### Exercise goal
What is needed is the whole of the data, set down exactly.

### Data to examine
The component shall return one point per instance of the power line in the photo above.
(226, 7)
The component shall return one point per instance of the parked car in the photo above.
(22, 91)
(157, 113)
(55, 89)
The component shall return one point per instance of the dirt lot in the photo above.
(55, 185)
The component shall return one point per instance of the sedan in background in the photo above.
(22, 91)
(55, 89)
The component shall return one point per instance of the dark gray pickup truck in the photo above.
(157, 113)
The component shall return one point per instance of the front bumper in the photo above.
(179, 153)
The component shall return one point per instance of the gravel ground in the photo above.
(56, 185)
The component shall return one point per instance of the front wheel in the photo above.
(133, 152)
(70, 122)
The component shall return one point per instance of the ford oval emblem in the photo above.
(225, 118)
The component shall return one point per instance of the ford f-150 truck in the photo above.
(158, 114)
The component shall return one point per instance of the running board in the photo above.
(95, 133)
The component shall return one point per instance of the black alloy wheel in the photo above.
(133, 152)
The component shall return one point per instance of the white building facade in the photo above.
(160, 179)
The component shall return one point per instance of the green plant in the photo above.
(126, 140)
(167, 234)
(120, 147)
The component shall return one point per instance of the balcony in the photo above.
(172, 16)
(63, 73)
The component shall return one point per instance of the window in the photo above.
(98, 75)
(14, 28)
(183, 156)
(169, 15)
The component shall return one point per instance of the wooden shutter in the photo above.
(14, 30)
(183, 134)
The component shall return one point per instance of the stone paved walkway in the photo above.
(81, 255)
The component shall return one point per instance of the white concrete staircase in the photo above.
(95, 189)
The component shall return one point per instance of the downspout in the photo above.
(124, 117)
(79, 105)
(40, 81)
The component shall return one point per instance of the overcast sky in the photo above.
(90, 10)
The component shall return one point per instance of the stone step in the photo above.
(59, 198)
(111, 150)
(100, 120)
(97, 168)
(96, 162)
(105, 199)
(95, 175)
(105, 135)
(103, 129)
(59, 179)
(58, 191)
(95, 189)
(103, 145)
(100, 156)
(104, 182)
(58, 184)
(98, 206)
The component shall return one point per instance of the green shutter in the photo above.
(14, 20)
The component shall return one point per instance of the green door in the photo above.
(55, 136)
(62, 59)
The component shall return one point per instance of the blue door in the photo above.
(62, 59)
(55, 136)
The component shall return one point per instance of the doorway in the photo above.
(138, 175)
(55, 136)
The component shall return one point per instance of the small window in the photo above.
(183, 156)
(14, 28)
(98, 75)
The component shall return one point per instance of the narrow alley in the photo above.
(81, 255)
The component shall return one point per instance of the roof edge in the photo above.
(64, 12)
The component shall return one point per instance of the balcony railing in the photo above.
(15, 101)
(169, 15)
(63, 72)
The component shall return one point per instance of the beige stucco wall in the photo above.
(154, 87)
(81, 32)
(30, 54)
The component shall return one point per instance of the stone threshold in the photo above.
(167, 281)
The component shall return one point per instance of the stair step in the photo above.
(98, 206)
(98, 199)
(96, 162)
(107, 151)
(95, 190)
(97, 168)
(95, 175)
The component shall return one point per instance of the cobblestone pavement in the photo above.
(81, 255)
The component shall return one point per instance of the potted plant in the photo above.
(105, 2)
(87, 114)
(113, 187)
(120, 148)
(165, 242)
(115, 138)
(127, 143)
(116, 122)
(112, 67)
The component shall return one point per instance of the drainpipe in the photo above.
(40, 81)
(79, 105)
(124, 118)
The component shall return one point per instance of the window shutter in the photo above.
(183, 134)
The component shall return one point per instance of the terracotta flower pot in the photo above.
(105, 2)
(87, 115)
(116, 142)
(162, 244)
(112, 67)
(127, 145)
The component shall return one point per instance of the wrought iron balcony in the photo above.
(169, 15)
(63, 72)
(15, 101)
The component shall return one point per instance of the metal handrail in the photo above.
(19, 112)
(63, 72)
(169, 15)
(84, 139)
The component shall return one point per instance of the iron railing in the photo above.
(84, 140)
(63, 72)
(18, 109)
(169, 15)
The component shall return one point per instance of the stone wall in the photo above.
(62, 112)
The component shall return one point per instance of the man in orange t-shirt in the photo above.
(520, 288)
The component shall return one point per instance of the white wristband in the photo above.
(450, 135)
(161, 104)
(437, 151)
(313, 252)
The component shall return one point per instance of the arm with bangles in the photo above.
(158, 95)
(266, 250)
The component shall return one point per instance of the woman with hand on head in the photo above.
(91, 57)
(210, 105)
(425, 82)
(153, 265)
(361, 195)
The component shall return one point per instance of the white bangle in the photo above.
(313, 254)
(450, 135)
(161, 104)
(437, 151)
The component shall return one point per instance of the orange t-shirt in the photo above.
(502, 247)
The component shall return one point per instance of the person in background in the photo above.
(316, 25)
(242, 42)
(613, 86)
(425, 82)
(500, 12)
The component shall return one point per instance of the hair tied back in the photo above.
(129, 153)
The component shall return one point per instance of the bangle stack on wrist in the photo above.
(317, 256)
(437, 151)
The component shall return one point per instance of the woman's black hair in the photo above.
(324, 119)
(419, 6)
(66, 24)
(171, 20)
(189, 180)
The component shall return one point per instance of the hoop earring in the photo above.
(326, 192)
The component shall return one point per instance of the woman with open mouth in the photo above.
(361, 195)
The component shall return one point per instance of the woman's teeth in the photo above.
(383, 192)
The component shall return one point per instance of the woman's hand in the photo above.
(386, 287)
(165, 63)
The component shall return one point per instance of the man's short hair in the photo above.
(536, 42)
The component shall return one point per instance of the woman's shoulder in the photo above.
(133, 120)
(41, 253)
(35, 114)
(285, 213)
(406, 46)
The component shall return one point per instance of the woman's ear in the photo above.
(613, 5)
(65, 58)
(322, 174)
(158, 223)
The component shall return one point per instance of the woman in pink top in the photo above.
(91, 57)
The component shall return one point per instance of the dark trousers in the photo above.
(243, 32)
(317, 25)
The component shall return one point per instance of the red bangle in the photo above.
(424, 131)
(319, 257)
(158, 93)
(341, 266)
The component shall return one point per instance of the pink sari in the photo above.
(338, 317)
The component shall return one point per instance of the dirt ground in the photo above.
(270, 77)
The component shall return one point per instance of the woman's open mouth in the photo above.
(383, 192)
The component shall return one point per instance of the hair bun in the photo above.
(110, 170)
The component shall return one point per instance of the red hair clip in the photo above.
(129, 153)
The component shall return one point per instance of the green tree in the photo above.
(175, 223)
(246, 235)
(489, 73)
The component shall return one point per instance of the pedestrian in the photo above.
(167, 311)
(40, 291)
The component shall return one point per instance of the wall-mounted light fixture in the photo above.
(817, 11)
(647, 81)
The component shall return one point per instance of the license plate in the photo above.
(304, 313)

### Written reply
The component shall return one point per instance of the power line in the photo above.
(226, 7)
The component shall return one point per instance of the parked car in the photo above.
(22, 91)
(157, 113)
(55, 89)
The component shall return one point per instance of the dirt lot in the photo above.
(55, 185)
The component shall return one point per instance of the sedan in background in the photo above.
(22, 91)
(55, 89)
The component shall return one point per instance of the dark gray pickup truck in the photo above.
(157, 113)
The component shall return one point per instance of the front bumper in the photo above.
(179, 153)
The component shall return one point per instance of the gravel ground in the photo above.
(56, 185)
The component shall return one point per instance of the front wheel in the photo above.
(133, 152)
(70, 122)
The component shall return one point per instance of the ford oval emblem in the photo above.
(225, 118)
The component shall return one point per instance of the ford f-150 truck in the photo above.
(158, 114)
The component shall return one point per instance of the running board in the photo above.
(95, 133)
The component shall return one point per instance of the black alloy wheel in the photo above.
(133, 152)
The component shall return one point per instance of the white building facade in the photo above.
(160, 179)
The component shall return one point per instance of the green plant in the photo above.
(126, 140)
(167, 234)
(120, 147)
The component shall return one point per instance of the balcony in the photo above.
(172, 16)
(63, 73)
The component shall return one point per instance of the window in the photo above.
(98, 75)
(14, 28)
(183, 156)
(169, 15)
The component shall return one point per instance of the wooden shutter in the photo above.
(14, 30)
(183, 134)
The component shall return one point per instance of the stone paved walkway in the photo above.
(81, 255)
The component shall return one point per instance of the white concrete staircase in the photo above.
(95, 189)
The component shall return one point per instance of the downspout in the photo above.
(124, 117)
(79, 105)
(40, 81)
The component shall return one point per instance of the overcast sky in the photo above.
(90, 10)
The component shall return one point per instance of the stone step in the photo above.
(59, 198)
(111, 150)
(100, 120)
(97, 168)
(96, 162)
(105, 199)
(95, 175)
(105, 135)
(103, 129)
(59, 179)
(58, 191)
(95, 189)
(103, 145)
(100, 156)
(104, 182)
(58, 184)
(98, 206)
The component shall return one point per instance of the green shutter in the photo above.
(14, 20)
The component shall return one point per instance of the green door in the photo above.
(55, 136)
(62, 59)
The component shall return one point per instance of the blue door in the photo above.
(62, 59)
(55, 136)
The component shall return one point per instance of the doorway in the photo above.
(138, 175)
(55, 136)
The component shall return one point per instance of the small window in the photo above.
(183, 156)
(14, 28)
(98, 75)
The component shall return one point per instance of the narrow alley in the photo above.
(81, 255)
The component shall return one point per instance of the roof edge in the photo above.
(64, 12)
The component shall return one point per instance of the balcony railing in the photo above.
(15, 101)
(169, 15)
(63, 72)
The component shall return one point per instance of the beige stucco wall in the photo above.
(154, 87)
(81, 32)
(30, 54)
The component shall return one point per instance of the stone threshold in the photo above.
(167, 281)
The component shall return one point per instance of the stair step in the photo above.
(98, 206)
(98, 199)
(96, 162)
(107, 151)
(95, 190)
(97, 168)
(95, 175)
The component shall return one point per instance of the cobblestone pavement in the photo above.
(81, 255)
The component shall return one point per instance of the potted plant in the photo above.
(105, 2)
(87, 114)
(113, 187)
(120, 148)
(165, 242)
(115, 138)
(127, 143)
(116, 122)
(112, 67)
The component shall return one point per instance of the drainpipe in the photo above.
(40, 81)
(79, 105)
(124, 118)
The component shall return one point per instance of the window shutter in the photo above.
(183, 134)
The component shall return one point per instance of the terracotta flower pot in the photo above.
(105, 2)
(87, 115)
(116, 142)
(162, 244)
(112, 67)
(127, 145)
The component shall return one point per instance of the wrought iron balcony in the photo above.
(169, 15)
(63, 72)
(15, 101)
The component shall return one point per instance of the metal handrail in the photo above.
(19, 112)
(63, 72)
(169, 15)
(84, 139)
The component shall return one point per instance of the iron railing in the photo above.
(84, 140)
(63, 72)
(18, 109)
(169, 15)
The component shall return one point per instance of the stone wall in the photo above.
(62, 112)
The component shall return one point per instance of the man in orange t-shirt in the photo above.
(520, 288)
The component shall return one point per instance of the white wristband in the photo above.
(450, 135)
(161, 104)
(437, 151)
(313, 252)
The component shall return one point per instance of the arm with bangles in the photo above.
(158, 95)
(266, 250)
The component shall return one point per instance of the woman with hand on head in the photo above.
(91, 57)
(210, 105)
(425, 82)
(153, 265)
(361, 195)
The component shall return one point per instance of the white bangle in the photo above.
(313, 254)
(450, 135)
(161, 104)
(437, 151)
The component shall return one point per instance of the orange t-shirt in the photo above.
(502, 247)
The component shall return one point per instance of the person in background in the photo above.
(316, 25)
(242, 42)
(613, 86)
(425, 82)
(500, 12)
The component shall return one point per instance of the hair tied back in the photo above.
(129, 153)
The component shall return one point per instance of the bangle stack on wrist in the photo above.
(317, 256)
(437, 151)
The component shall return one point per instance of the woman's black hair in the photo above.
(324, 119)
(419, 6)
(66, 24)
(171, 20)
(189, 180)
The component shall return one point per instance of the hoop earring in the photo above.
(326, 192)
The component shall return one point per instance of the woman with open mouth in the photo above.
(361, 195)
The component shall return one point per instance of the woman's teeth in the photo above.
(383, 192)
The component shall return one point per instance of the woman's hand in the photo above.
(386, 287)
(165, 63)
The component shall return one point per instance of the man's short hair in the photo above.
(536, 42)
The component shall return one point per instance of the woman's shoulder in the photo above.
(133, 120)
(41, 253)
(35, 114)
(285, 213)
(406, 46)
The component shall return one point per instance of the woman's ear in the photo above.
(613, 5)
(65, 58)
(322, 174)
(158, 223)
The component shall return one point per instance of the woman in pink top in the photo above.
(91, 57)
The component shall return one point per instance of the dark trousers in the photo above.
(243, 32)
(317, 25)
The component shall return one point per instance of the red bangle in the photo above.
(424, 131)
(319, 257)
(158, 93)
(341, 266)
The component shall return one point per instance of the pink sari in the photo above.
(338, 317)
The component shall return one point per instance of the dirt ground in the photo above.
(270, 77)
The component shall return one point per instance of the woman's open mouth in the photo above.
(383, 192)
The component shall return one point per instance of the hair bun in the photo above.
(110, 170)
The component shall return one point per instance of the red hair clip in the photo above.
(129, 153)
The component shall return one point per instance of the green tree in the photo above.
(175, 223)
(246, 235)
(489, 73)
The component shall return one point per instance of the pedestrian in the photo above.
(167, 311)
(40, 291)
The component shall return one point per instance of the wall-mounted light fixture in the photo above.
(817, 11)
(647, 81)
The component shall return one point per instance of the license plate in the photo above.
(304, 313)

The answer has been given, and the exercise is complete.